> **DIRECTIONS**
Show every line of the data below that includes the word "instance".

> **EXTRACTED ENTRIES**
************

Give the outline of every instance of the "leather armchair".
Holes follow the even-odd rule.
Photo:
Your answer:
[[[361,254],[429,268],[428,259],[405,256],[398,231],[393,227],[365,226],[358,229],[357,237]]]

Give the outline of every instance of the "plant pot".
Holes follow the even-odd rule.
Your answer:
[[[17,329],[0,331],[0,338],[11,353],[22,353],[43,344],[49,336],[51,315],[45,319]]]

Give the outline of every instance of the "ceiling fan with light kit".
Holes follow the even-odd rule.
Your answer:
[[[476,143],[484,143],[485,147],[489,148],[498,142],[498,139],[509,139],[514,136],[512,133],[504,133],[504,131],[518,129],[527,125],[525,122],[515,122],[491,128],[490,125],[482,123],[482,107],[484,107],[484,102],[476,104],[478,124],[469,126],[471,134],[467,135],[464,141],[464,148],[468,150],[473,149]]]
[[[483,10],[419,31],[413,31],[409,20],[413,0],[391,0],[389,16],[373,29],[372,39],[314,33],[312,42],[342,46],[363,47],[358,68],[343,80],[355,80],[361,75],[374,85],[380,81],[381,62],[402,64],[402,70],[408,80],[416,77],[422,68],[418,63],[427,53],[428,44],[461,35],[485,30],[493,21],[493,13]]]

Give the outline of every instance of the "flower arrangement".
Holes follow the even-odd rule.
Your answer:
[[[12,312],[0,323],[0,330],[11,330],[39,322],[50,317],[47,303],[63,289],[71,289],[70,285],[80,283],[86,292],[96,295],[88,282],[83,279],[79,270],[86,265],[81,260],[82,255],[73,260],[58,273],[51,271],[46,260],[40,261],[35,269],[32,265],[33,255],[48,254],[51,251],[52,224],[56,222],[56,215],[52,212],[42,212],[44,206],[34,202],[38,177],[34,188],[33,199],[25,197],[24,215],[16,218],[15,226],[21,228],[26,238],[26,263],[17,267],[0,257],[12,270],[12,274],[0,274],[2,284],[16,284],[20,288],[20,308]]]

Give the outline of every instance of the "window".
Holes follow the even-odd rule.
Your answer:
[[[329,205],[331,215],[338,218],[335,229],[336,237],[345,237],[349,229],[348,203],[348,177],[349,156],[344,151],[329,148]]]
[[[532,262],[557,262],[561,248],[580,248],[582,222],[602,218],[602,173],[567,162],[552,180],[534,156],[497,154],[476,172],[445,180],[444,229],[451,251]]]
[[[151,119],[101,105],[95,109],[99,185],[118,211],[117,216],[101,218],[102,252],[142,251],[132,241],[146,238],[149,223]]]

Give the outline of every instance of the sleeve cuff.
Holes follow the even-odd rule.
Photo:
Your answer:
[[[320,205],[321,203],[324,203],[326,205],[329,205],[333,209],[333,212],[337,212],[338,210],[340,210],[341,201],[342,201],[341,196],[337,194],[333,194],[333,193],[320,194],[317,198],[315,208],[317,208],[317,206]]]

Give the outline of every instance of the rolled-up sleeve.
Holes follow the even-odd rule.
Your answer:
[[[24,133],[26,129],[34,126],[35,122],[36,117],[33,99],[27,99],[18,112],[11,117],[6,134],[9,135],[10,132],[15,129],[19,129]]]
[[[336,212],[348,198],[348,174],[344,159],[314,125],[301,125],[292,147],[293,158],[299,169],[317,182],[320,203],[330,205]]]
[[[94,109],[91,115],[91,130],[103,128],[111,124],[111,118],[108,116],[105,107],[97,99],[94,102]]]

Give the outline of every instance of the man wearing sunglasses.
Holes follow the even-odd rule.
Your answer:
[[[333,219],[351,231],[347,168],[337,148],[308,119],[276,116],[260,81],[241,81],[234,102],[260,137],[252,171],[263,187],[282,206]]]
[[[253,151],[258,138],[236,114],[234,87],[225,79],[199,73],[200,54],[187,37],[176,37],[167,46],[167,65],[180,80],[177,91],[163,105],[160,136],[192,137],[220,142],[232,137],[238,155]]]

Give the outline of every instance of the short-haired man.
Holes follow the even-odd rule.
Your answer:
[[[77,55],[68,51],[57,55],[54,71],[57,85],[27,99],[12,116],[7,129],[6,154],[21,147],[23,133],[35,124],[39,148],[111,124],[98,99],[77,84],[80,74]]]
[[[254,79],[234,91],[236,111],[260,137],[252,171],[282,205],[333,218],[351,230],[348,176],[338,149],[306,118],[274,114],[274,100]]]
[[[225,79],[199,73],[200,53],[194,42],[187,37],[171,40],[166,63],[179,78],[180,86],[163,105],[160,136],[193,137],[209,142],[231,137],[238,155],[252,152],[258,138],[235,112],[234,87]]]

************

> **FINISHED EXERCISE**
Give the outline of every instance of the "leather armchair".
Give the outline of every instance of the "plant pot".
Give the outline of every instance of the "ceiling fan with light kit".
Give the outline of every instance of the "flower arrangement".
Give the outline of every instance of the "window".
Give the outline of every instance of the sleeve cuff.
Give the outline of every instance of the rolled-up sleeve.
Give the outline of every instance of the man wearing sunglasses.
Give the outline of every instance of the short-haired man.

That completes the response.